• [Data lines]:
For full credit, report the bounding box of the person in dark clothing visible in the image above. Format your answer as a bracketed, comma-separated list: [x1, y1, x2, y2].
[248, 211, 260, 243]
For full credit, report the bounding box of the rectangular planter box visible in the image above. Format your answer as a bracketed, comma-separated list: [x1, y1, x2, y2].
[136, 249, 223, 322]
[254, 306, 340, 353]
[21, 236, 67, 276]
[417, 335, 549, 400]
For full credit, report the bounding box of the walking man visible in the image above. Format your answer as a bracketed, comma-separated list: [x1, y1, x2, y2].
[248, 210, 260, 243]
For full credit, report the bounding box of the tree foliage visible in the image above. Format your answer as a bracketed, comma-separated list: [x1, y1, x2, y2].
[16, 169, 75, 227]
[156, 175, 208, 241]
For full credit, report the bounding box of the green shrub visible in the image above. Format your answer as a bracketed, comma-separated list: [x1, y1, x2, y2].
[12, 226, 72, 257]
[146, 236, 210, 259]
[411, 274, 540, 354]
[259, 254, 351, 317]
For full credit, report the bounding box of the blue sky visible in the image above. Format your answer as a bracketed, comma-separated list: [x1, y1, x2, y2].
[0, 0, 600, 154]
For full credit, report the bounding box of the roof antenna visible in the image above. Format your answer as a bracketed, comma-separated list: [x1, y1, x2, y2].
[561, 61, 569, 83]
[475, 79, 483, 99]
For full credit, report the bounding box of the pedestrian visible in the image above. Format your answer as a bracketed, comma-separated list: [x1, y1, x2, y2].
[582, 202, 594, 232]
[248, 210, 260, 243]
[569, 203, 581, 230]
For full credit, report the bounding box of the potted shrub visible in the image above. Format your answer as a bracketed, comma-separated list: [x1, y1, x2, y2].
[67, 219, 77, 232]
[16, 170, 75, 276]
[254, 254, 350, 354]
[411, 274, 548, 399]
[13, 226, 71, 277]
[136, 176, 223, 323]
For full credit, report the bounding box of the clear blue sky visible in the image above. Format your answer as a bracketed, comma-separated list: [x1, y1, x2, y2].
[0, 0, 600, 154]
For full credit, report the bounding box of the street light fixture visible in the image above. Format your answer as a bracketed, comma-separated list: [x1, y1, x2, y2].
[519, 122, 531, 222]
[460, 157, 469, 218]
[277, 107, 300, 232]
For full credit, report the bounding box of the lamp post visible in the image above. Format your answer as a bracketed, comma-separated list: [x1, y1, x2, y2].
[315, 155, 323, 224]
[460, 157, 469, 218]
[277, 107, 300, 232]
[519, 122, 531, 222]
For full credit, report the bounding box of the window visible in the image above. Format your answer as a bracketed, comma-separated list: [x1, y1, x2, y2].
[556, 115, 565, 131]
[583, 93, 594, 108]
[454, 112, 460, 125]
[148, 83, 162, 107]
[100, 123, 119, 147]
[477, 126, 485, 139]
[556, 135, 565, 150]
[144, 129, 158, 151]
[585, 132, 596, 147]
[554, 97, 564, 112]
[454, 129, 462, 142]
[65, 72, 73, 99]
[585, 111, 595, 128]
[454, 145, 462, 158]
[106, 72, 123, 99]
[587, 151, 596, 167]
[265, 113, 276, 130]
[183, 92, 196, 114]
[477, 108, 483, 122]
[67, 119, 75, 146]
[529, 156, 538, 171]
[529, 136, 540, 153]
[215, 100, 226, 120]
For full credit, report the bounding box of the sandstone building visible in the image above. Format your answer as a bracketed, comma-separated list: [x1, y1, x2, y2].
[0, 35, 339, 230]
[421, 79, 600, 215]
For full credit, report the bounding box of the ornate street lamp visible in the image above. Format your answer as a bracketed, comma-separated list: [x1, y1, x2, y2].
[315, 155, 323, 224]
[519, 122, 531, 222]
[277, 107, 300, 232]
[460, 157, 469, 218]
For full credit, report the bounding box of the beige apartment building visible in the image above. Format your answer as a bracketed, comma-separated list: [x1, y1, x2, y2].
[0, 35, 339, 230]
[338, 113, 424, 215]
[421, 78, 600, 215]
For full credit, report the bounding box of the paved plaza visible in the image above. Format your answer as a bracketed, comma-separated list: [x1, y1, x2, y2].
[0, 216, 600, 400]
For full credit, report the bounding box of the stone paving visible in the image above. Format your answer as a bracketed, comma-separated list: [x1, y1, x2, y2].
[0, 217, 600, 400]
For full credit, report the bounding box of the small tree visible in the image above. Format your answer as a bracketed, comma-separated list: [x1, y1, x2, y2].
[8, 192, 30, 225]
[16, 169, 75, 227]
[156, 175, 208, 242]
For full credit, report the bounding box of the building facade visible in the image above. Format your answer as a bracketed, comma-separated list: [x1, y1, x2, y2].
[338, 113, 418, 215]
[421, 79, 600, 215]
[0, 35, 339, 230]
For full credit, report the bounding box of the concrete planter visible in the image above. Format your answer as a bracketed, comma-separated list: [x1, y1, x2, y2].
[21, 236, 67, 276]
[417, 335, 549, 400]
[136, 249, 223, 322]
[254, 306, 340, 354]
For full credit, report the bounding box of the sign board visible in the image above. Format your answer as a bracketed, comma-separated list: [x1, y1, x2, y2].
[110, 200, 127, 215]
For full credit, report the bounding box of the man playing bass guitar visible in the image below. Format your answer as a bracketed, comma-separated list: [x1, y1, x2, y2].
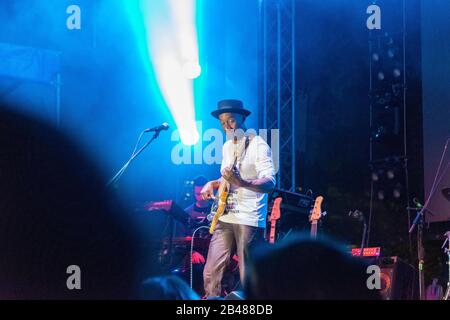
[201, 100, 275, 298]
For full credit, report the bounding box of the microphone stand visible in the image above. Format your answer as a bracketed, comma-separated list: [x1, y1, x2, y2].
[408, 139, 450, 300]
[442, 231, 450, 300]
[106, 130, 161, 187]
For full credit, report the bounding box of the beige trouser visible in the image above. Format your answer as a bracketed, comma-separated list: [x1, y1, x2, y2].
[203, 221, 264, 298]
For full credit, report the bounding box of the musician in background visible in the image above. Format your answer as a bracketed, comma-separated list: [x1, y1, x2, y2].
[201, 100, 275, 298]
[184, 176, 211, 268]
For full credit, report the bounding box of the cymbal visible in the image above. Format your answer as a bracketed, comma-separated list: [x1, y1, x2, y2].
[441, 188, 450, 201]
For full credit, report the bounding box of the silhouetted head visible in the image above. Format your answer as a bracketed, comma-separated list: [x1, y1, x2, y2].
[0, 107, 140, 299]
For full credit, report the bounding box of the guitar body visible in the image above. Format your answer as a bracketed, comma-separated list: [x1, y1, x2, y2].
[269, 197, 283, 243]
[309, 196, 323, 239]
[209, 179, 230, 234]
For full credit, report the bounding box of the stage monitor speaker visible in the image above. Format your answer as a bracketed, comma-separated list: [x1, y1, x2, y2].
[378, 257, 419, 300]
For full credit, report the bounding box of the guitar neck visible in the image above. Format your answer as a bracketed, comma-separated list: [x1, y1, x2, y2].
[269, 220, 277, 243]
[311, 221, 317, 239]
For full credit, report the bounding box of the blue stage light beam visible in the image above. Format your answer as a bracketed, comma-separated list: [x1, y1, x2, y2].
[140, 0, 201, 146]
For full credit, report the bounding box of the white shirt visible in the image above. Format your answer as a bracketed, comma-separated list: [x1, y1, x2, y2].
[219, 136, 275, 228]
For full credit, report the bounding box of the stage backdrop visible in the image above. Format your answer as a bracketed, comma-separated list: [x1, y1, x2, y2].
[422, 0, 450, 222]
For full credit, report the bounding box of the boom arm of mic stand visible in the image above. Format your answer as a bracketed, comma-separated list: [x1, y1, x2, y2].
[106, 131, 160, 187]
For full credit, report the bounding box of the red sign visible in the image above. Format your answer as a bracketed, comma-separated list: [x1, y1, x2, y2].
[352, 247, 381, 257]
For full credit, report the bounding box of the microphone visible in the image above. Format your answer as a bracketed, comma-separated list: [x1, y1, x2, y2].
[413, 198, 423, 209]
[144, 122, 169, 132]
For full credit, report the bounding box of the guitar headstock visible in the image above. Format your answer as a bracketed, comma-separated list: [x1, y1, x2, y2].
[309, 196, 323, 222]
[270, 197, 283, 221]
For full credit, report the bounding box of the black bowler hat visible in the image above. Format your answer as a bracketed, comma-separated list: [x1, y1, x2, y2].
[211, 100, 251, 119]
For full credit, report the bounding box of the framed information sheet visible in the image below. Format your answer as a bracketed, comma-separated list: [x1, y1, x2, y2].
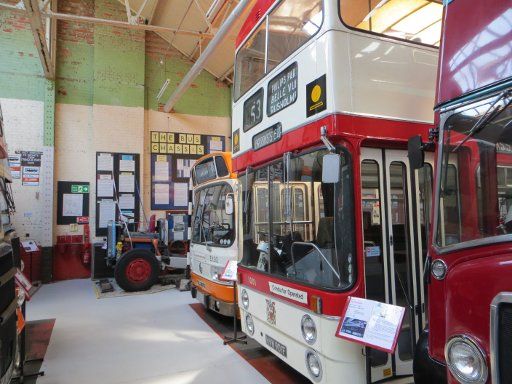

• [Requirements]: Reproduce the entries above word for word, starting at the line that contains "For full credit, report the bounding box of the potted" and ending at the line that contains "[136, 176, 223, 323]", with both of those lines included.

• [Response below]:
For full credit, report the bounding box of the potted shrub visible in the image above. Format your answer as a bracketed, comma-separated list: [x1, y1, x2, y2].
[67, 219, 77, 232]
[16, 170, 75, 276]
[254, 254, 350, 354]
[411, 274, 548, 399]
[13, 226, 71, 277]
[136, 176, 223, 323]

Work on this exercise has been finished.